Return a faithful copy of all the entries, omitting the images.

:::::

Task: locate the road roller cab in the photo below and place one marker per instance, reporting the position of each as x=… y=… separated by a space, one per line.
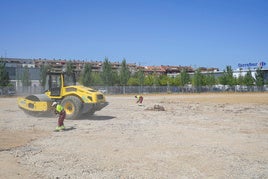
x=61 y=87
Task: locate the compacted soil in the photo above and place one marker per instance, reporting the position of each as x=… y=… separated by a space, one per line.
x=215 y=135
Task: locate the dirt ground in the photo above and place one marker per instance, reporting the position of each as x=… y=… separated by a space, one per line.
x=197 y=136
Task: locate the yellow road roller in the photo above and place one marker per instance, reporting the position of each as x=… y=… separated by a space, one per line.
x=61 y=87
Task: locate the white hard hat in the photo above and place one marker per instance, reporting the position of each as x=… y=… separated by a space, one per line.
x=54 y=103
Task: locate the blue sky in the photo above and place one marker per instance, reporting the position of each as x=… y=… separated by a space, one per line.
x=198 y=33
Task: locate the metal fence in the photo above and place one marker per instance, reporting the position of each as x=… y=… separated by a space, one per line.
x=20 y=91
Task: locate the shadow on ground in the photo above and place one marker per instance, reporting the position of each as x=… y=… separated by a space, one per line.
x=96 y=117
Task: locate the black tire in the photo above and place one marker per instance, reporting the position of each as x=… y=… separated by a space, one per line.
x=72 y=106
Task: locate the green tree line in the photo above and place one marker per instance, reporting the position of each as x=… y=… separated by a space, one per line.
x=110 y=76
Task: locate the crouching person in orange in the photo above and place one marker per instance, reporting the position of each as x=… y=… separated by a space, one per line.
x=62 y=114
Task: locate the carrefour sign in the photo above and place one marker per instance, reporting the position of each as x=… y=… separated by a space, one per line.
x=251 y=65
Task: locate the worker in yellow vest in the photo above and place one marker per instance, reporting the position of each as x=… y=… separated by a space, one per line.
x=62 y=114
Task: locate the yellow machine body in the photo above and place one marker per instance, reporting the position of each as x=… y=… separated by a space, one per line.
x=77 y=100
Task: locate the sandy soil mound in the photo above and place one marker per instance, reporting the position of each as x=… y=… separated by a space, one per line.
x=195 y=136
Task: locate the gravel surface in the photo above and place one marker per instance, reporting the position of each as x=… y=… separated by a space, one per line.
x=195 y=136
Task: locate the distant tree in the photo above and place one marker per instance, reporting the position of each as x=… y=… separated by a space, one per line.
x=198 y=80
x=163 y=80
x=86 y=75
x=69 y=68
x=149 y=80
x=248 y=79
x=43 y=72
x=227 y=78
x=124 y=73
x=210 y=80
x=259 y=79
x=107 y=73
x=96 y=79
x=184 y=78
x=25 y=79
x=141 y=77
x=133 y=81
x=4 y=77
x=240 y=80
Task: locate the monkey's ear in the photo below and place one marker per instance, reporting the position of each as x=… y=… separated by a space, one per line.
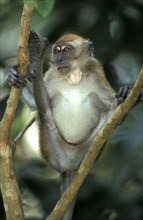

:::::

* Result of this task
Task: locate the road roller cab in the photo below and place one marker per instance, reporting the position of each as x=… y=… separated by a space, one per line.
x=61 y=87
Task: locate the compacted soil in the photo above and place one marker per instance, reporting the position of each as x=… y=… separated by a space, one per line.
x=215 y=135
Task: locate the dirt ground in the photo above and place one marker per instance, reporting the position of each as x=… y=… separated by a space, one per line.
x=197 y=136
Task: locate the yellow road roller in the photo above and place one marker per instance, reporting the position of each as x=… y=… separated by a space, one per line.
x=61 y=87
Task: locate the white hard hat in the photo above and place one marker per instance, reporting the position of each as x=… y=… separated by a space, one per line.
x=54 y=103
Task: locate the blue sky in the photo above and place one marker per instance, reporting the position of each as x=… y=… separated by a space, one per line.
x=198 y=33
Task: locate the metal fence in the photo above and place one marker per instance, reporting the position of each as x=… y=… separated by a space, one per line.
x=20 y=91
Task: locate the shadow on ground in the photo above and place one marker per instance, reporting the position of each as x=… y=… separated by a space, one per line.
x=96 y=117
Task: locate the black tire in the photo above and place one marker per instance, reporting the position of each as x=… y=… separated by a space, one per line.
x=72 y=106
Task: locate the green tree line in the photo above and place one marker per instance, reporting the position of each as x=… y=… separated by a space, one per line.
x=110 y=76
Task: locate the crouching person in orange in the photo above and place one marker per instance, reporting the position of each as x=… y=… separated by a space, one per line.
x=62 y=114
Task: locate the carrefour sign in the photo above and place one marker per instance, reporting the position of each as x=… y=… separated by a space, one per line.
x=251 y=65
Task: locate the worker in yellow vest in the photo above and place one marker per instance, reporting the position of each as x=… y=… separated by a space, one per line.
x=62 y=114
Task: locate the yellow machine body in the photo above and place one marker per instance, reporting the position of each as x=… y=… separated by a space, one per line.
x=77 y=100
Task: locate the sandy soil mound in the photo above and place one marker per instance, reporting the position of each as x=… y=… separated by a space, one per line.
x=195 y=136
Task: locate the gravel surface in the photo above and place one marker per instance, reporting the position of each as x=… y=… separated by a space, one per line.
x=195 y=136
Task: locate the distant tree in the photo above and place one marker per instance, reporting the position of each as x=… y=… separated by a space, one per line.
x=198 y=80
x=163 y=80
x=86 y=75
x=69 y=68
x=149 y=80
x=248 y=79
x=43 y=72
x=227 y=78
x=124 y=73
x=210 y=80
x=259 y=79
x=107 y=73
x=96 y=79
x=184 y=78
x=25 y=79
x=141 y=77
x=133 y=81
x=4 y=77
x=240 y=80
Task: locate the monkey's ear in the photo below and place one marker per instance, reporting the position of each as x=… y=… separated by a space, one per line.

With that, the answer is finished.